Vaccine reduces severe virus cases, finds study
The hospitalization rate and need for treatment in intensive care units (ICUs) among people who have received a vaccine against COVID-19 is low, a study carried out by the Health Ministry’s Science Board has found.
The board has completed its work on the effects of the injection developed by the Chinese pharmaceuticals company Sinovac.
“The study was conducted after 15 million doses of the vaccine had been administered. We examined the people who contracted the virus after receiving the first and the second dose,” Prof. Dr. Sema Kultufan Turan from the Science Board told daily Hürriyet.
Only 2,500 people who were injected the jab contracted the virus, she said, noting that that included those who failed to follow anti-virus rules and those had COVID-19 14 days after the inoculation.
Almost none of those 2,500 people applied to hospitals nor were required treatment in intensive care units, according to Turan.
Before the vaccinations started, some 18 percent of COVID-19 patients aged 65 and above needed to be admitted to the ICUs, but this figure dropped below 10 percent and the situation is the same with health care workers, Tufan added.
Turkey launched its vaccination drive on Jan. 14, starting with the frontline health care staff and the elderly. The country is now using both Sinovac and the Pfizer/BioNTech vaccines.
“The vaccination in Turkey achieved a significant success. Thus, the inoculation drive should continue to be carried out in an effective manner and gather pace,” she added.
Tufan also pointed that more and more people aged between 20 and 65 are being admitted to hospitals due to the virus. “We have to curb the spread of the outbreak,” she said.
Health Minister Fahrettin Koca announced on April 19 that Intensive care occupancy in Istanbul is at 71.4 percent amid a surge in coronavirus cases. The occupancy rate in ICUs across the country is a little more than 69 percent.
Vaccination drive loses steam
However, the daily number of vaccinations declined to around 30,000 after the Islamic holy month of Ramazan began last week from previous weeks’ 150,000 inoculations, according to Yusuf Eryazğan from the Federation of Family Physicians (AHEF).
“Before Ramadan, a family physician vaccinated 30 to 35 people a day, now it’s around 10. But at the same time COVID-19 cases have increased immensely. Workload on family physicians have only increased,” he said, calling for ramping up the vaccinations.
“We need to come up with a solution to increase inoculations. Schools, which are currently closed, closed could be used as jabbing sites or people could be administered in their vehicles. We need to vaccinate people wherever possible,” Eryazğan added.
Meanwhile, Turkey started to vaccinate its citizens aged above 55. After Koca announced the inoculations for the new age group, people formed long lines in front of hospitals in Ankara.
To date, Turkey has administered nearly 20.3 million doses of COVID-19 vaccines, with some 12.4 million having received the first shot. Over 7.8 million people have received both doses.

• What you have to do:
Decide whether each statement agrees with the article on the vaccine study, answering yes or no and quoting the article's deciding words: (a) Turkey began its vaccination drive on Jan. 14; (b) before Ramazan began, about 30,000 vaccinations were given daily; (c) some 12.4 million people have received both doses. The records have no connection to the text above.

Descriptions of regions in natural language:
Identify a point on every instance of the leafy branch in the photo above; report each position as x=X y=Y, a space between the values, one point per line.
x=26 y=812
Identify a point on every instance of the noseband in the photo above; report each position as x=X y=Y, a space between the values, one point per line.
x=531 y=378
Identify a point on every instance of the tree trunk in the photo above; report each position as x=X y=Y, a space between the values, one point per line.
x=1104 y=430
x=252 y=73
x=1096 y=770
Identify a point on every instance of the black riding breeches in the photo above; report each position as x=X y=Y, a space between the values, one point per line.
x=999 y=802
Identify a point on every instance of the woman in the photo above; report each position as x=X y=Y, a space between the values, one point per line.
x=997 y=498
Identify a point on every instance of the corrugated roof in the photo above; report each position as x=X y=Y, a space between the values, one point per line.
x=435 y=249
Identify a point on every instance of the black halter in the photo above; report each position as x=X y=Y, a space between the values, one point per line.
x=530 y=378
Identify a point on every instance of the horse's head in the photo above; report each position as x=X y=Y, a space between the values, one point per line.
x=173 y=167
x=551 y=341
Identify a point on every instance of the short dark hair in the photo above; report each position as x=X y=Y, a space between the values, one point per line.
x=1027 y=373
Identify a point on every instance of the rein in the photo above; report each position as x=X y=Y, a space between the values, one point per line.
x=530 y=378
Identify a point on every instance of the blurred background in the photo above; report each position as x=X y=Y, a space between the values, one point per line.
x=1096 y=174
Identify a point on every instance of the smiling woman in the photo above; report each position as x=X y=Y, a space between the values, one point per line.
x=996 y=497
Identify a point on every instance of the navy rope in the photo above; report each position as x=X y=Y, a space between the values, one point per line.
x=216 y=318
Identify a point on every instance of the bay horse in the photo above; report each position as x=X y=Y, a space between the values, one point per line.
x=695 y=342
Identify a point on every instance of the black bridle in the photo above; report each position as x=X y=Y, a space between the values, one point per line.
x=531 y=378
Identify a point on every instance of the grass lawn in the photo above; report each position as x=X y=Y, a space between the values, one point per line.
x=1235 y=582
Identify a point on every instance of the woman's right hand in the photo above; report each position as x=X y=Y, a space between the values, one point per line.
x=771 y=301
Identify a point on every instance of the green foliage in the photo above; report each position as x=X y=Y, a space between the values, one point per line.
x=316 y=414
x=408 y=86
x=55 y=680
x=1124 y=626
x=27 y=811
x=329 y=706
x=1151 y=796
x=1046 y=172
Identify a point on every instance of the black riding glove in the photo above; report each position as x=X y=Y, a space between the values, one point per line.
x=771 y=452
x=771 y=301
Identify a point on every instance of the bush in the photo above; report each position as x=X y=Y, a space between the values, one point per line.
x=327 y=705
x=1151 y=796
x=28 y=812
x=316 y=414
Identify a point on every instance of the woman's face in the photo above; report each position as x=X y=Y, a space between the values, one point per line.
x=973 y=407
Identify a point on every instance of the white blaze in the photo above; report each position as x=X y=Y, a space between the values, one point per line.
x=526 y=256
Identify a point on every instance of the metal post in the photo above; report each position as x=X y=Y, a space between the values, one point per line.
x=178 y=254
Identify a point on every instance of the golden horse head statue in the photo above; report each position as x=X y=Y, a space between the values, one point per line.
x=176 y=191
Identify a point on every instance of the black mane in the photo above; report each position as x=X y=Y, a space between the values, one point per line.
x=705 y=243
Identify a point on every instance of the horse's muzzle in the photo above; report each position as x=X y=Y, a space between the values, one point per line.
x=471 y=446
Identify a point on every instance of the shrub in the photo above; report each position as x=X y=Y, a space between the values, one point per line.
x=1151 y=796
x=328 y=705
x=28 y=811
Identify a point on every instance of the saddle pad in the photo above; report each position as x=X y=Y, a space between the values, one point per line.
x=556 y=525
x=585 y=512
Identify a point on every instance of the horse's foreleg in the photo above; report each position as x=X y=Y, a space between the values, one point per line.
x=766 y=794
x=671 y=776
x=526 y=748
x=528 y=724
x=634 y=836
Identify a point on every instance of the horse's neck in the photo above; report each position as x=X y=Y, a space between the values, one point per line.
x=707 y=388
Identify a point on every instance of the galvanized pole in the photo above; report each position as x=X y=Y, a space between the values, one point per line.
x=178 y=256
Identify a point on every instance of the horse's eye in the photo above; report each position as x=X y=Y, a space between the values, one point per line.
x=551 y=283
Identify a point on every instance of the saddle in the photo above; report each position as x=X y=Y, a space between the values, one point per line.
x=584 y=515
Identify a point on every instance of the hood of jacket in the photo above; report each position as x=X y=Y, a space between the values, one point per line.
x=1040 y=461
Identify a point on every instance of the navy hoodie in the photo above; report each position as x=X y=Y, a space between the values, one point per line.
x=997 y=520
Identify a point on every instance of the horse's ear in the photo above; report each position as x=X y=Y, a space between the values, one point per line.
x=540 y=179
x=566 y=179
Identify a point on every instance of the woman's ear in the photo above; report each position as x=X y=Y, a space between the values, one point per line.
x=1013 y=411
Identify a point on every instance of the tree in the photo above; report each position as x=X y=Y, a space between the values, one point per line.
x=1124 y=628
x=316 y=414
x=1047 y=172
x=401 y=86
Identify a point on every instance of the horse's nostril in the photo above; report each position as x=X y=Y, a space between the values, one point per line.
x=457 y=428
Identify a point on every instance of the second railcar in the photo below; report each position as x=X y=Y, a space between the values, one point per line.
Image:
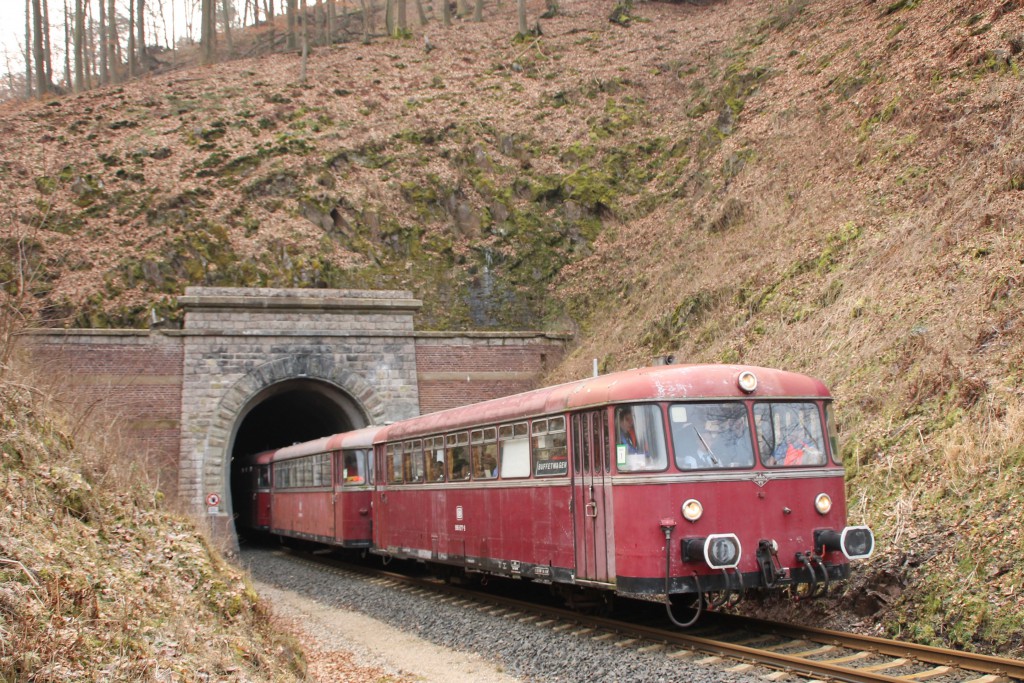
x=322 y=489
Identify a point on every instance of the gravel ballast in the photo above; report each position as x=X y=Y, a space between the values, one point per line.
x=524 y=650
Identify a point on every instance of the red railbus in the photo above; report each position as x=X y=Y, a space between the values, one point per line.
x=254 y=510
x=322 y=489
x=675 y=480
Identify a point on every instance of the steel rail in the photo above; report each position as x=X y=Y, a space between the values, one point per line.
x=804 y=666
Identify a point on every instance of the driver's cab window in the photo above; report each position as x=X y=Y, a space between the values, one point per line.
x=639 y=439
x=790 y=434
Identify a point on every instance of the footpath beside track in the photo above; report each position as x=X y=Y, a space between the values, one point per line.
x=737 y=645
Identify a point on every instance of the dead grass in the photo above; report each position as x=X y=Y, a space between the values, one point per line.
x=97 y=581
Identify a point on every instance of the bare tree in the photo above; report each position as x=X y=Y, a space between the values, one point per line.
x=132 y=62
x=104 y=74
x=37 y=48
x=28 y=50
x=227 y=11
x=209 y=30
x=143 y=58
x=68 y=48
x=47 y=62
x=291 y=25
x=305 y=42
x=80 y=66
x=113 y=43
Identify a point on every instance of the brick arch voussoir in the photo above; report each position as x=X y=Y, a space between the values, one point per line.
x=308 y=367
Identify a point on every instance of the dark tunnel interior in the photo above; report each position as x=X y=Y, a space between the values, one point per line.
x=289 y=413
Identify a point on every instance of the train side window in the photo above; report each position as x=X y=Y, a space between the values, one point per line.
x=321 y=465
x=353 y=468
x=457 y=454
x=513 y=441
x=412 y=462
x=790 y=434
x=393 y=460
x=484 y=450
x=550 y=458
x=640 y=438
x=434 y=451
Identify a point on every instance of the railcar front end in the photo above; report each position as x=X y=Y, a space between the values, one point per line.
x=692 y=481
x=718 y=496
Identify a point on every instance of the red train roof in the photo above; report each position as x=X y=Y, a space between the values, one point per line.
x=359 y=438
x=645 y=384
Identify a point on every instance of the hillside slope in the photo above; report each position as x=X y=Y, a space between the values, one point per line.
x=99 y=582
x=827 y=186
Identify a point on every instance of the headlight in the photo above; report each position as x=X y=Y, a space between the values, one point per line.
x=748 y=381
x=822 y=503
x=692 y=510
x=722 y=551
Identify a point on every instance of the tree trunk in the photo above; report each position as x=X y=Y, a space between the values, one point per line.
x=68 y=47
x=90 y=49
x=113 y=47
x=305 y=41
x=227 y=27
x=291 y=25
x=47 y=63
x=209 y=31
x=268 y=11
x=143 y=63
x=80 y=67
x=37 y=48
x=104 y=74
x=132 y=63
x=332 y=22
x=366 y=19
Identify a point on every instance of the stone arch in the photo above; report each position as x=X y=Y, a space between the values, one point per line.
x=312 y=372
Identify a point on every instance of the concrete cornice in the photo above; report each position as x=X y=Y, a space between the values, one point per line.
x=529 y=334
x=304 y=303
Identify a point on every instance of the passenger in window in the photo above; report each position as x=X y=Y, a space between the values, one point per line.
x=489 y=467
x=351 y=469
x=627 y=432
x=797 y=451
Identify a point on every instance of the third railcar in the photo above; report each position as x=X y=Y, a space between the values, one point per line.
x=711 y=480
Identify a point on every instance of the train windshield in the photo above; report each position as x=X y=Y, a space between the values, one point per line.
x=640 y=439
x=790 y=434
x=711 y=435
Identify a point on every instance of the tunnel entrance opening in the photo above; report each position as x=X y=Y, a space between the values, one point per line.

• Task response:
(a) Yes: "Turkey launched its vaccination drive on Jan. 14"
(b) No: "the daily number of vaccinations declined to around 30,000 after the Islamic holy month of Ramazan began last week from previous weeks’ 150,000 inoculations"
(c) No: "some 12.4 million having received the first shot. Over 7.8 million people have received both doses."